Exercise directions: Update the passage from the lockdown article, everything from "Restaurants and pubs" down to "under the restrictions.", by putting "finance minister" in place of "chancellor".

Text excerpt:
···
Restaurants and pubs ‘face collapse’ during extended England lockdown
Business groups call for government to support hospitality industry including nightclubs and bars
Business groups have warned that pubs, bars, restaurants and nightclubs face significant hardship or collapse after the easing of Covid-19 restrictions in England was postponed for four weeks without new financial support from the government.
Full reopening without measures such as social distancing will not be allowed until 19 July, Boris Johnson said on Monday, with a review in two weeks’ time “unlikely” to result in an earlier relaxation.
But the chancellor, Rishi Sunak, shied away from offering any fresh funding package to prop up hard-pressed businesses that cannot trade profitably, or at all, under the restrictions.
The UK’s largest trade bodies joined hospitality businesses and trade unions in urging the government to change its mind and come up with new support measures, warning that businesses will be driven to the wall otherwise.
Tony Danker, the director general of Britain’s most powerful business lobby group, the CBI, said the government “must urgently revisit the support available”, including the tapering of business rates relief and a moratorium on landlords’ right to collect commercial rent.
Both are due to end on 1 July, signalling looming extra costs for debt-laden hospitality venues that will still be subject to restrictions on how many people they can serve.
The night-time economy, predominantly late-licence pubs and nightclubs, has been hit particularly hard, with most businesses having been closed for 15 months.
The Night Time Industries Association chief executive, Michael Kill, said the government had “switched the lights off” for the sector by extending restrictions – which include a bar on nightclubs reopening and limits on large events and performances – without offering any new help.
An NTIA survey found that one in four night-time economy firms, such as nightclubs and bars, don’t expect to survive the extra four weeks.
···
Natural-language object grounding data:
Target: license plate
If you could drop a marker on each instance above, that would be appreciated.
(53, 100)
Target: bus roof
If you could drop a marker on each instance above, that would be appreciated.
···
Reply:
Restaurants and pubs ‘face collapse’ during extended England lockdown
Business groups call for government to support hospitality industry including nightclubs and bars
Business groups have warned that pubs, bars, restaurants and nightclubs face significant hardship or collapse after the easing of Covid-19 restrictions in England was postponed for four weeks without new financial support from the government.
Full reopening without measures such as social distancing will not be allowed until 19 July, Boris Johnson said on Monday, with a review in two weeks’ time “unlikely” to result in an earlier relaxation.
But the finance minister, Rishi Sunak, shied away from offering any fresh funding package to prop up hard-pressed businesses that cannot trade profitably, or at all, under the restrictions.